## Records for the task

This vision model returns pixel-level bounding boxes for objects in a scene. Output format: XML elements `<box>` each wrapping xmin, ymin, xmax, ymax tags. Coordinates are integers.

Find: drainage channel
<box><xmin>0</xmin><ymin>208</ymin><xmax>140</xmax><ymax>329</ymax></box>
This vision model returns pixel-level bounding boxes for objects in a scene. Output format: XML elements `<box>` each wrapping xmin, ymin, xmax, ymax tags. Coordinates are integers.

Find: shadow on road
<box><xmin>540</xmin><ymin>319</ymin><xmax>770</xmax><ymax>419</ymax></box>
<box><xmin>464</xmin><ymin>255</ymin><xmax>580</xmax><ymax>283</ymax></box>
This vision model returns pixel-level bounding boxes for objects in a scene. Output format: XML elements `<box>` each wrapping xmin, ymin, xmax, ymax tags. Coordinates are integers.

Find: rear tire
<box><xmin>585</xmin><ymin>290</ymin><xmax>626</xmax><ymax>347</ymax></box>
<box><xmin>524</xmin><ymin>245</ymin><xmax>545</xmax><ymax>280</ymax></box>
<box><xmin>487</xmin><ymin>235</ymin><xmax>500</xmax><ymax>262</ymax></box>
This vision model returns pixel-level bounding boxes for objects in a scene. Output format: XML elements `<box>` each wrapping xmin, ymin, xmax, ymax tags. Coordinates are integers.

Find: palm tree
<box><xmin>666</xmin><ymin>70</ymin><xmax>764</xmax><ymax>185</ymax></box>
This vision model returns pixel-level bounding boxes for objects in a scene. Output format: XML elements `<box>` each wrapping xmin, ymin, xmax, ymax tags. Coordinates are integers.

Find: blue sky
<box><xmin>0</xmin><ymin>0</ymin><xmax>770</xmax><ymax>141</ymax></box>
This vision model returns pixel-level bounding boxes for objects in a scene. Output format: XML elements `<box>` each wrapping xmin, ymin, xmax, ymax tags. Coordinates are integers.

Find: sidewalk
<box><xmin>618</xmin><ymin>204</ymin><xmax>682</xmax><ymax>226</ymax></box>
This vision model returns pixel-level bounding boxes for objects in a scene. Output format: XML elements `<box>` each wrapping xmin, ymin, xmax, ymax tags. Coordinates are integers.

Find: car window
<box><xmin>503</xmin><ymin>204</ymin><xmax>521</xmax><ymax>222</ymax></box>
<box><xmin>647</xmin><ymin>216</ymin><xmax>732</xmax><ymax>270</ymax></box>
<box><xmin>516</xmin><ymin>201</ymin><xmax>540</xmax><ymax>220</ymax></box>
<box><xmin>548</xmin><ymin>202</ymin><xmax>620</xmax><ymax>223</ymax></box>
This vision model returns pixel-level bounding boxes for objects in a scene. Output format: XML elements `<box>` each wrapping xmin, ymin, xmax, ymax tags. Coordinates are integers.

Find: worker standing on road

## Objective
From the rows above, copy out every line that contains the word "road". Uppercase and lowercase count as different.

## Solution for this task
Find: shadow on road
Find: worker standing on road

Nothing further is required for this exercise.